___ Kutipan Terpilih ___

Pages

Sunday, July 7, 2013

Mengenal Konsep Jon Gnarr, Walikota ‘Terburuk’ dan Proyeksi Revolusi Digital Democracy-nya



Siapa Itu Jon Gnarr ?

Sosok yang berpose santai di atas adalah seorang walikota papan atas yang patut dijadikan contoh oleh walikota – walikota lain di seluruh belahan dunia. Namanya Jon Gnarr. Dia adalah pemimpin tertinggi kekuasaan di ibukota Republik Islandia, Reykjavik.

Sosok muda yang kurang menggambarkan tampilan seorang pemimpin ibukota ini memang memiliki latar belakang dan gambaran fisik yang memang seperti seharusnya, bukan gambaran ‘idaman’ orang – orang tentang seorang walikota yang rapi, mendekati tua, elegan, dan kolot. Jon Gnarr tampil dengan sosok tegap, rapi secukupnya, lengan bertato, dan dengan percaya diri menggunakan potongan rambut masa kini yang membuatnya tampil segar.

Sempat diragukan pada masa awal kepemimpinannya (bahkan saat pencalonan dirinya) karena latar belakangnya yang merupakan seorang komedian absurd garis keras, Jon mendobrak kalangan dengan konsep revolusi demokrasi briliannya.

___ Cuplikan Data ___

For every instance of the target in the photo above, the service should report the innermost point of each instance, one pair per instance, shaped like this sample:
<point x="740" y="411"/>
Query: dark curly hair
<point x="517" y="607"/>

___
___ Cuplikan Data ___

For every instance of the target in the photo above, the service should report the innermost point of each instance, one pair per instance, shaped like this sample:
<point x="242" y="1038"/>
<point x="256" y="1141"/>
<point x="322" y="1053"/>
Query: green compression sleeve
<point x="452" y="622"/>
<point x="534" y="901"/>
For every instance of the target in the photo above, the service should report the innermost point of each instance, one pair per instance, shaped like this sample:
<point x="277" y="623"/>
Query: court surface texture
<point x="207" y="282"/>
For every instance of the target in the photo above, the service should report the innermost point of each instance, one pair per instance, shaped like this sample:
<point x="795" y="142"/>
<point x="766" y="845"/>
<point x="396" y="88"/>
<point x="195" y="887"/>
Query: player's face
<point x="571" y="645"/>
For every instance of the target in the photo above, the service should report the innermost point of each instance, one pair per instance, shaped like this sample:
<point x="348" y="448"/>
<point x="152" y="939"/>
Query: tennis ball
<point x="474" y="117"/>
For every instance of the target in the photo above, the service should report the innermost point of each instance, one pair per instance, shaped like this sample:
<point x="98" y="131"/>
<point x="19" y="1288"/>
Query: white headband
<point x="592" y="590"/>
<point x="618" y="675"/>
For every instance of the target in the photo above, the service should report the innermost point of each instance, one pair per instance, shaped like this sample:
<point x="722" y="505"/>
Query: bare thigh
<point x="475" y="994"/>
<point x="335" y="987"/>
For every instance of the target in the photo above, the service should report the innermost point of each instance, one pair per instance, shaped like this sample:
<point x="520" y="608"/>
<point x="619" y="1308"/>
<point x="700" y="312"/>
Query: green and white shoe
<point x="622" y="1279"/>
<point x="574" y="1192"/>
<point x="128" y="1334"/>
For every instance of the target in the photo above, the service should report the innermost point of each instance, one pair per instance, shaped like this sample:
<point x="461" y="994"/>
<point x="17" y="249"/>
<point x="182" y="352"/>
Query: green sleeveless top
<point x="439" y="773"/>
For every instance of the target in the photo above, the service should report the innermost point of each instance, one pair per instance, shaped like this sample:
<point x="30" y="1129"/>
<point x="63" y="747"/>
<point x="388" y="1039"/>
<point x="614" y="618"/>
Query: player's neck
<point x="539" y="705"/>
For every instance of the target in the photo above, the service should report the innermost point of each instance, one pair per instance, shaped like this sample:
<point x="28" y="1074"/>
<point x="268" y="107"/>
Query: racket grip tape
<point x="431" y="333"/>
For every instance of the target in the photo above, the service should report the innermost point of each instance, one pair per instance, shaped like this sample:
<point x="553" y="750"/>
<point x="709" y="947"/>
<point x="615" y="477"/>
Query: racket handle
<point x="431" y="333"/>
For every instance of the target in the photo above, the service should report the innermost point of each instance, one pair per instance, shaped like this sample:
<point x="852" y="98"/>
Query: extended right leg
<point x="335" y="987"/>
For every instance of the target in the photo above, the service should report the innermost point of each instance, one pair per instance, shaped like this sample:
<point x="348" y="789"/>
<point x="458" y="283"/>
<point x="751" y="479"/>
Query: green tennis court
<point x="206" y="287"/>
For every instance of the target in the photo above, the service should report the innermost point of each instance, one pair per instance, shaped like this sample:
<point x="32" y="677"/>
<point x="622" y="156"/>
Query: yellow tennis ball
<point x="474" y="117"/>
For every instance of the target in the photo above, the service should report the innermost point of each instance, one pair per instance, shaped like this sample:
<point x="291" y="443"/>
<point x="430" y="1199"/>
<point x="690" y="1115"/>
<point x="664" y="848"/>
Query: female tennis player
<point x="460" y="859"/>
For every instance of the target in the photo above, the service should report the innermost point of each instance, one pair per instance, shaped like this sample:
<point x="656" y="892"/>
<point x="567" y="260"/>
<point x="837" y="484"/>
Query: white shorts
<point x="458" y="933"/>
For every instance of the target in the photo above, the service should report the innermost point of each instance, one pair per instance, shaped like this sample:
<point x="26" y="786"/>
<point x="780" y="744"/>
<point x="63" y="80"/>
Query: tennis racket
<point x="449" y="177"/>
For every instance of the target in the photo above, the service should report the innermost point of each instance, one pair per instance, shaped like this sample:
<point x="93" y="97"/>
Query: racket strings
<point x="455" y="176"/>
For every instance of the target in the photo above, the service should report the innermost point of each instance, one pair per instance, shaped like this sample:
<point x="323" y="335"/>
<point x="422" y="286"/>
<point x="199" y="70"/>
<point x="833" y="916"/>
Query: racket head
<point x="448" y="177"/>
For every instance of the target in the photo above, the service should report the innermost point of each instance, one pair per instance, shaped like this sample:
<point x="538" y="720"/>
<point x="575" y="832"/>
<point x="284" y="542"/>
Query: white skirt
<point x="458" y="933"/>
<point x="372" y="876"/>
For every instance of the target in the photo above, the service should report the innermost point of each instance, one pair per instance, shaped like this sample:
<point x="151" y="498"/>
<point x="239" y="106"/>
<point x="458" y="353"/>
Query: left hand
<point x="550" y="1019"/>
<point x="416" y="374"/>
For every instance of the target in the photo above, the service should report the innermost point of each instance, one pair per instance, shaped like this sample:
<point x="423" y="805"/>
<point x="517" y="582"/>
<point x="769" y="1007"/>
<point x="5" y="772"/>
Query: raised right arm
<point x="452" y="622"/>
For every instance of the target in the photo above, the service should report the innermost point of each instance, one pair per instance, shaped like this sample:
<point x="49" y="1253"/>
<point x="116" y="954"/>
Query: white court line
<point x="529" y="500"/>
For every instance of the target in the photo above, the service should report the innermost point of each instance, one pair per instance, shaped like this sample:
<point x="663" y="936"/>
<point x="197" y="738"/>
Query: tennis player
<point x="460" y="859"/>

___
___ Cuplikan Data ___

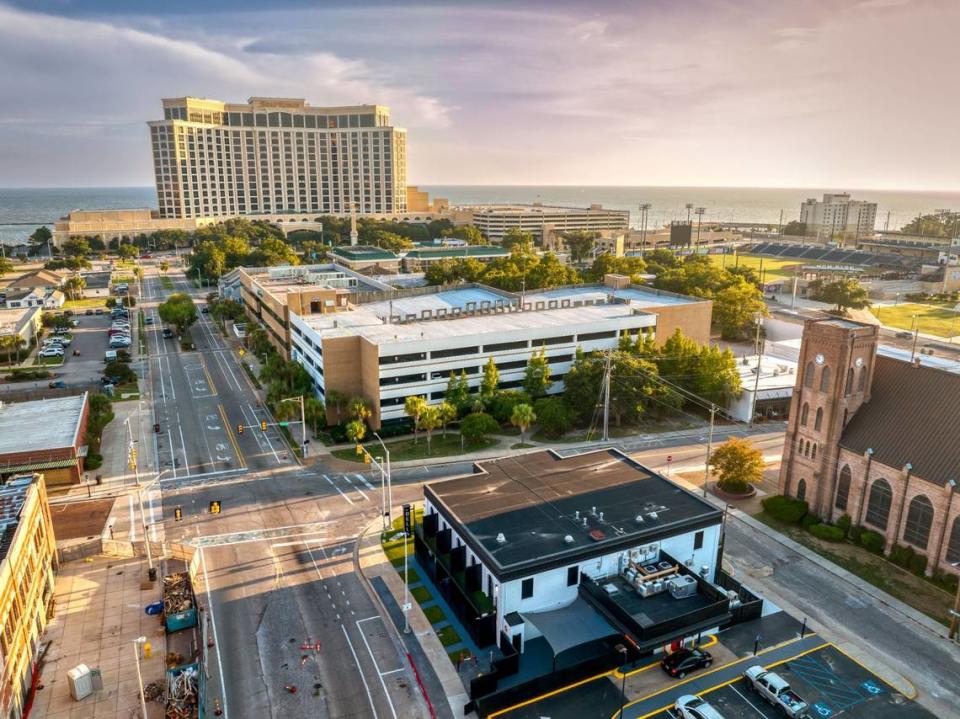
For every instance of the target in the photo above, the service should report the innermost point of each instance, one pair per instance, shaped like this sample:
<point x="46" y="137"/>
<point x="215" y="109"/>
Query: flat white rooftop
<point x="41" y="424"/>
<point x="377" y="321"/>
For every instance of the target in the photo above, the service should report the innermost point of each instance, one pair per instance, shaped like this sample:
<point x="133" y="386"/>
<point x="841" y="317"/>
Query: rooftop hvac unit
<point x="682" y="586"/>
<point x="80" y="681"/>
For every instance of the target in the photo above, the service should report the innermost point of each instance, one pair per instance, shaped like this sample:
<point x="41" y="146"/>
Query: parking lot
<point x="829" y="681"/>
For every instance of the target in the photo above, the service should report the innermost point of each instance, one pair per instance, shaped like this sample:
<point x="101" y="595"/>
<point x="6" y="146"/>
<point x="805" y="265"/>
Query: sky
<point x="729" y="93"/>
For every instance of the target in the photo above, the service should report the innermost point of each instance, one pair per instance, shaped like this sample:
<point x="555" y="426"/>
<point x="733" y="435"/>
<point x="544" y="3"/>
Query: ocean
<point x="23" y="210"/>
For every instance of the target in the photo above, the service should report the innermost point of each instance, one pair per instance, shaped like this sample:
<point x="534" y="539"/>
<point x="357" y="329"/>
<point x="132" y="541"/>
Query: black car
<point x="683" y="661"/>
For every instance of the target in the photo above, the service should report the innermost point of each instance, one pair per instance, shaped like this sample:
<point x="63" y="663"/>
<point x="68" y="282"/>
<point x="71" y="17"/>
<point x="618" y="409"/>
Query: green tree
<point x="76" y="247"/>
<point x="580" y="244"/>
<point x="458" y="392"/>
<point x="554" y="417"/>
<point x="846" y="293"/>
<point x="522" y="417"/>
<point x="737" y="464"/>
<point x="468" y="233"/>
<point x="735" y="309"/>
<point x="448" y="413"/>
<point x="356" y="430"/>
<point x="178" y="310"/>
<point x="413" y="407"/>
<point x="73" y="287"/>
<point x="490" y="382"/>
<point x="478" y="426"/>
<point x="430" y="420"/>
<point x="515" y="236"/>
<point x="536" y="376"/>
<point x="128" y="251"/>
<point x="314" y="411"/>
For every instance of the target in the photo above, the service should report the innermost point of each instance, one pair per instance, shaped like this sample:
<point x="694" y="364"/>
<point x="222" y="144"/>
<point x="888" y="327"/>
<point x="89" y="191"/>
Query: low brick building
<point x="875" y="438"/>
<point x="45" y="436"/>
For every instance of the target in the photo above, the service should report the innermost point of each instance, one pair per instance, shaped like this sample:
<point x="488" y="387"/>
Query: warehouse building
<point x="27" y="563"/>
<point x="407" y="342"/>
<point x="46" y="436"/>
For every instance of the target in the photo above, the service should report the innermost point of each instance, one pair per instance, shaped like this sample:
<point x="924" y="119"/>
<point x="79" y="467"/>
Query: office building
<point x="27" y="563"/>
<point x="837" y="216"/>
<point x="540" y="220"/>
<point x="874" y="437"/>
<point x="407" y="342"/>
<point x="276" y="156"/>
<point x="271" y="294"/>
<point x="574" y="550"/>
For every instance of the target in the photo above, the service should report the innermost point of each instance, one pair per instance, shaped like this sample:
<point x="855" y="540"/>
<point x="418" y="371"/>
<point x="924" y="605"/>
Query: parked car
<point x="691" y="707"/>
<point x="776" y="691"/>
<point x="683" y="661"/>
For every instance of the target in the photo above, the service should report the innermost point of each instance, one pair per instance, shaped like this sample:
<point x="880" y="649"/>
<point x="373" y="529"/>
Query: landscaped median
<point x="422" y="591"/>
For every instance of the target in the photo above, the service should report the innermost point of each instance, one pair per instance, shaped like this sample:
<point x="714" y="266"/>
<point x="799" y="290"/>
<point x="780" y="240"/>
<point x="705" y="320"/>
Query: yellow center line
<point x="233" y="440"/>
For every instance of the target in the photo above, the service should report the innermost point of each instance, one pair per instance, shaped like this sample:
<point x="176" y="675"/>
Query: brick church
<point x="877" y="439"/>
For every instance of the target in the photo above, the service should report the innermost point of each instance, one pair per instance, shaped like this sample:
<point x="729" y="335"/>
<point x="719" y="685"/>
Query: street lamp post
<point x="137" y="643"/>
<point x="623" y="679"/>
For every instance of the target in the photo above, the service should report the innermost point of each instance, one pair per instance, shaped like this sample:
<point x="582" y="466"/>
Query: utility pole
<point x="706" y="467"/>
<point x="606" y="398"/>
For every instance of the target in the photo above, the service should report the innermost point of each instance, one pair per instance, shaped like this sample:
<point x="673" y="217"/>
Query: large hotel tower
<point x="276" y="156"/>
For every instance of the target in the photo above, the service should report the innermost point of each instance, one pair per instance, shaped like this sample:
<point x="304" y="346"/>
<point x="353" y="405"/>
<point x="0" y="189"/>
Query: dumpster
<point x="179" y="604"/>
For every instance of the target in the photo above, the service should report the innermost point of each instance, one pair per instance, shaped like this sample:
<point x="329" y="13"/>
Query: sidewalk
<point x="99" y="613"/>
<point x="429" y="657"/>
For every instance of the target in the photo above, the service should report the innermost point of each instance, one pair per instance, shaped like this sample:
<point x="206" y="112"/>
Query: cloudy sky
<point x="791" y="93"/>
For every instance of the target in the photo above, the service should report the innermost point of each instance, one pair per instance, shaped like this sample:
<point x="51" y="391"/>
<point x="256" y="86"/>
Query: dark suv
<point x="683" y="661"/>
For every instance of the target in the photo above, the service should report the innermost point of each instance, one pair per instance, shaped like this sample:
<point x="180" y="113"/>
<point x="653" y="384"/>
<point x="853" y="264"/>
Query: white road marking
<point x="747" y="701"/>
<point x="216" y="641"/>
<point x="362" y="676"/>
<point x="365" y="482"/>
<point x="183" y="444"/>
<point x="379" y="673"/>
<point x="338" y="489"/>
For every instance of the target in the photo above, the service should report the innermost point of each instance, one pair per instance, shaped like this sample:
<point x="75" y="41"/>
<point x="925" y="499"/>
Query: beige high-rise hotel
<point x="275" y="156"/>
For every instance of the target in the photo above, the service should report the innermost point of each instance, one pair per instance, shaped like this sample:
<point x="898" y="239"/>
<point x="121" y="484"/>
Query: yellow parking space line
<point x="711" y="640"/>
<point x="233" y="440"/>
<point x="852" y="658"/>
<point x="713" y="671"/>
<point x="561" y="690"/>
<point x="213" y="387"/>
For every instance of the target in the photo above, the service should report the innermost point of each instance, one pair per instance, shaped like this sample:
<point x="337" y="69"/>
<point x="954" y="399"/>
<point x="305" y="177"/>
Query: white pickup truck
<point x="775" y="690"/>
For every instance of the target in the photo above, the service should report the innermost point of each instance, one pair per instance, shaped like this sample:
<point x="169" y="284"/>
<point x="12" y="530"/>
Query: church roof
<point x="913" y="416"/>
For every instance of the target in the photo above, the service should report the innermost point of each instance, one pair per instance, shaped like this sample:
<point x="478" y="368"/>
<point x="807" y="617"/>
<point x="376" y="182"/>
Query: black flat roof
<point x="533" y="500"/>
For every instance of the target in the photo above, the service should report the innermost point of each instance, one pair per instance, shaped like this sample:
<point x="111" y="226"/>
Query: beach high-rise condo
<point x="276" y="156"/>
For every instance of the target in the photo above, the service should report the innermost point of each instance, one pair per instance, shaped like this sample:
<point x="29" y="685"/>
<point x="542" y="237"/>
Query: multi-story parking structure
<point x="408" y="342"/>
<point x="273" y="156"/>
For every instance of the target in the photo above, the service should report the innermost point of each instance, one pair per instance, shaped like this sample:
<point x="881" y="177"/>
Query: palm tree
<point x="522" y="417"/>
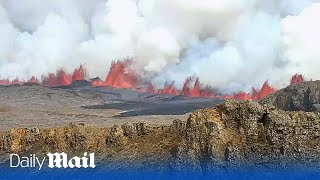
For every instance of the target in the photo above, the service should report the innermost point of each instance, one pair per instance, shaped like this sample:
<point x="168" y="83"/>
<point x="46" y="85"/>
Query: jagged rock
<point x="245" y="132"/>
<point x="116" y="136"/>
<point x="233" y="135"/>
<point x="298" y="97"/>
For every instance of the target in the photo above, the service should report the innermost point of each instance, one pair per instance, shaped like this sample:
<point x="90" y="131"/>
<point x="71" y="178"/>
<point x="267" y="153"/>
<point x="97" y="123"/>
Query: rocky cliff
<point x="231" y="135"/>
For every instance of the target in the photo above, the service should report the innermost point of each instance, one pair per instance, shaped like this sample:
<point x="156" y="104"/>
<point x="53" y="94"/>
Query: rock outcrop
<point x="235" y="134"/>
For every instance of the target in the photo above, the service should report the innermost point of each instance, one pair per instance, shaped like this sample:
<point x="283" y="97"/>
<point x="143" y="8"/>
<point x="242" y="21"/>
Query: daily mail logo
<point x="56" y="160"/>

___

§ Soal 1
Bisakah Anda mengetik ulang secara persis bagian teks tentang Jon Gnarr antara "Sosok muda yang" dan "revolusi demokrasi briliannya.", termasuk kedua bagian tersebut?
§ Soal 2
Bisakah Anda melanjutkan teks tentang Jon Gnarr mulai dari titik teks itu berhenti?
Entri di atas sama sekali tidak dipakai di sini.

§ Hasil 1
Sosok muda yang kurang menggambarkan tampilan seorang pemimpin ibukota ini memang memiliki latar belakang dan gambaran fisik yang memang seperti seharusnya, bukan gambaran ‘idaman’ orang – orang tentang seorang walikota yang rapi, mendekati tua, elegan, dan kolot. Jon Gnarr tampil dengan sosok tegap, rapi secukupnya, lengan bertato, dan dengan percaya diri menggunakan potongan rambut masa kini yang membuatnya tampil segar.

Sempat diragukan pada masa awal kepemimpinannya (bahkan saat pencalonan dirinya) karena latar belakangnya yang merupakan seorang komedian absurd garis keras, Jon mendobrak kalangan dengan konsep revolusi demokrasi briliannya.

§ Hasil 2
Masa Pencalonan, Terpilih Menjadi Walikota, dan Konsep Revolusi Demokrasi Digital di Reykjavik

Sebagai seorang komedian absurd, Jon memang tidak memiliki latar belakang politik sama sekali. Tapi, pemikiran dan kepekaannya tentu tidak bisa dianggap remeh. Sentilan – sentilan dan sindiran “yang amat sangat menyindir” berbau politik tentu sudah jamak dilakukannya tiap kali dia perform.

Pada saat awal mendeklarasikan diri maju ke pentas perebutan kursi walikota ibukota Islandia, Jon tidak ada apa – apanya dibandingkan calon lainnya. Tapi progres kampanye mengatakan sebaliknya. Konsep – konsep gilanya dan kelakar – kelakar renyahnya sukses menyita hati pemilih.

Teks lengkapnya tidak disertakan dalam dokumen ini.